Directions | Please copy the prison healthcare article again, starting with "Here, too, the" and going on through "without an appropriation.", and substitute "all that is needed" for "whatever it takes" wherever it occurs.

Text |
------------------------------------------------

Ruling in a 1976 Texas case, the court held that the failure to treat a prisoner’s medical needs “may actually produce physical ‘torture or lingering death,’ the evils of most concern to the drafters of the Eighth Amendment. In less serious cases, denial of medical care may result in pain and suffering which no one suggests would serve any penological purpose. The infliction of such unnecessary suffering is inconsistent with contemporary standards of decency.”
Henderson ruled in a class-action lawsuit against the state Department of Corrections and Rehabilitation that California’s prison healthcare delivery was so bad, it violated the constitutional prohibition of cruel and unusual punishment. Uncontested testimony showed that, on average, one inmate in California dies every six or seven days as a result of inadequate medical treatment.
After state officials made little progress to improve the healthcare system, Henderson announced in 2005 that he would appoint a receiver to take control.
Here, too, the Supreme Court has made clear that federal judges can act aggressively if ordinary means fail. “Federal courts are not reduced to issuing injunctions against state officers and hoping for compliance,” the high court held in a 1979 case.
Donald Specter, director of the San Francisco-based Prison Law Office, which represents the plaintiffs in the healthcare lawsuit, said there should be no question about the court’s ability to do whatever it takes to bring medical care up to constitutional standards.
“The principle is certainly well established,” Specter said. “If state government is running an unconstitutional prison system and they refuse to fix it, the court can do whatever it takes.”
Few lawmakers are anxious to test Kelso’s authority to tap the state treasury without an appropriation.
“We’re not sure what the receiver can do,” said Sen. George Runner, R-Lancaster. “I don’t think the receiver is sure what he can do.”
Although a proposal to have the state issue $7 billion in revenue bonds to finance the receiver’s construction plans has twice died in the Senate for lack of Republican support, Runner said GOP senators are hopeful a deal can be worked out.
Runner is proposing legislation that would fix flaws in a prison-reform law passed last year. Those flaws have prevented the issuance of lease-revenue bonds to finance construction of new beds designed to deal with widespread overcrowding in state prisons.
Sen. Mike Machado, D-Stockton, said that Democrats in the Senate are agreeable to fixing last year’s bill, but that it must be part of a three-pronged solution that also includes passage of his measure to authorize the healthcare construction bonds and approval of budget-cutting measures that would reduce the overall prison population.
If the bond to finance the receiver’s plan is not passed, Machado said, the state general fund will be at risk - at a time when the state is without a budget and lawmakers are already struggling to close a $15 billion shortfall.
“I expressed the urgency of this measure when I brought the bill to the floor a month ago,” Machado said.
The progress of both construction plans - those envisioned by last year’s law and those laid out by Kelso - potentially could affect a fall hearing before a panel of three federal judges. That panel will decide whether to cap California’s prison population, a decision that would effectively force the early release of 20,000 inmates or more.
“When we go before them in November, we’ve got to demonstrate some progress,” Runner said. “We have some federal judges who are willing to go forward and take draconian action, and we appear to be playing a game of chicken.”
Specter, of the Prison Law Office, said he doesn’t believe the federal judges’ decision whether to cap the prison population will be swayed by whatever plans the state has in place to build new facilities in the future.
“The judges have been pretty clear,” he said. “Those beds are three to five years out in the future, and they’re concerned with the conditions now. ... My clients are having trouble seeing doctors now.”

------------------------------------------------

Records shown |
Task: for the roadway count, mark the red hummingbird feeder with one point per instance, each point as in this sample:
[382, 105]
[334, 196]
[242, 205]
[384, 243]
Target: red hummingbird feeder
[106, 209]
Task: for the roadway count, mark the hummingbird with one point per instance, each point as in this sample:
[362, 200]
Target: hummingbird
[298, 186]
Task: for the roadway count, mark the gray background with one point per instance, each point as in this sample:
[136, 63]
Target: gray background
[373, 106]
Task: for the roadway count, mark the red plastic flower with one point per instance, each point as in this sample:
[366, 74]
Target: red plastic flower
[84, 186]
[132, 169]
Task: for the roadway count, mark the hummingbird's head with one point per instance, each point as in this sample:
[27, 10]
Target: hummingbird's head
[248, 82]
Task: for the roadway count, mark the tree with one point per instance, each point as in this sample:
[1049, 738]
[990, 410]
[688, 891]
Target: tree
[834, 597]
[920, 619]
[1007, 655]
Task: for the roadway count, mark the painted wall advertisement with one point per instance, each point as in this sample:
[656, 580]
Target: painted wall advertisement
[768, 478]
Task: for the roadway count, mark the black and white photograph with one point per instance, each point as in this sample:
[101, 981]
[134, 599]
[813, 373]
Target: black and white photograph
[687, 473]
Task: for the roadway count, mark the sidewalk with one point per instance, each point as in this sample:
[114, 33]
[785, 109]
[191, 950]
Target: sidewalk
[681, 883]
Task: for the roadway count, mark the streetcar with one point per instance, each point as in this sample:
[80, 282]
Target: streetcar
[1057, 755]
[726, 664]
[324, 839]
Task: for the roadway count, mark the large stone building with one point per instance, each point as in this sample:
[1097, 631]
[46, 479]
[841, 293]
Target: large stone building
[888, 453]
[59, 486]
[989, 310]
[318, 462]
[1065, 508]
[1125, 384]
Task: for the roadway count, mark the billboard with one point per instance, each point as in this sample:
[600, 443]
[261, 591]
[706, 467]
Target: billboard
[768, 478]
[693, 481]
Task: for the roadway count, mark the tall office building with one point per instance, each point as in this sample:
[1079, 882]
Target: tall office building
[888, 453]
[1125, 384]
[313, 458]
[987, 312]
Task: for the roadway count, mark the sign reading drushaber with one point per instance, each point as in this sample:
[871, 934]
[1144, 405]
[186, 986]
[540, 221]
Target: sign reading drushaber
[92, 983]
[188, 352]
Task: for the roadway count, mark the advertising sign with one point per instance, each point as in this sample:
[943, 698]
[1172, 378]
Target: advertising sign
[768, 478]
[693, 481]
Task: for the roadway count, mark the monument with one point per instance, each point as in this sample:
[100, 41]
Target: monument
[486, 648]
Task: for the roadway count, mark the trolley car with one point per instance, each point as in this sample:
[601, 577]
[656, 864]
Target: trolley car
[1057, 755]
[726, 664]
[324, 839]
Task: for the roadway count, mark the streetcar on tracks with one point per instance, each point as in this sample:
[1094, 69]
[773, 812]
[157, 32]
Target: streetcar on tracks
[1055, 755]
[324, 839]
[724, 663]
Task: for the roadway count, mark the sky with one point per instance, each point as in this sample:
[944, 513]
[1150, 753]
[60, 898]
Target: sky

------------------------------------------------

Answer to this exercise |
Here, too, the Supreme Court has made clear that federal judges can act aggressively if ordinary means fail. “Federal courts are not reduced to issuing injunctions against state officers and hoping for compliance,” the high court held in a 1979 case.
Donald Specter, director of the San Francisco-based Prison Law Office, which represents the plaintiffs in the healthcare lawsuit, said there should be no question about the court’s ability to do all that is needed to bring medical care up to constitutional standards.
“The principle is certainly well established,” Specter said. “If state government is running an unconstitutional prison system and they refuse to fix it, the court can do all that is needed.”
Few lawmakers are anxious to test Kelso’s authority to tap the state treasury without an appropriation.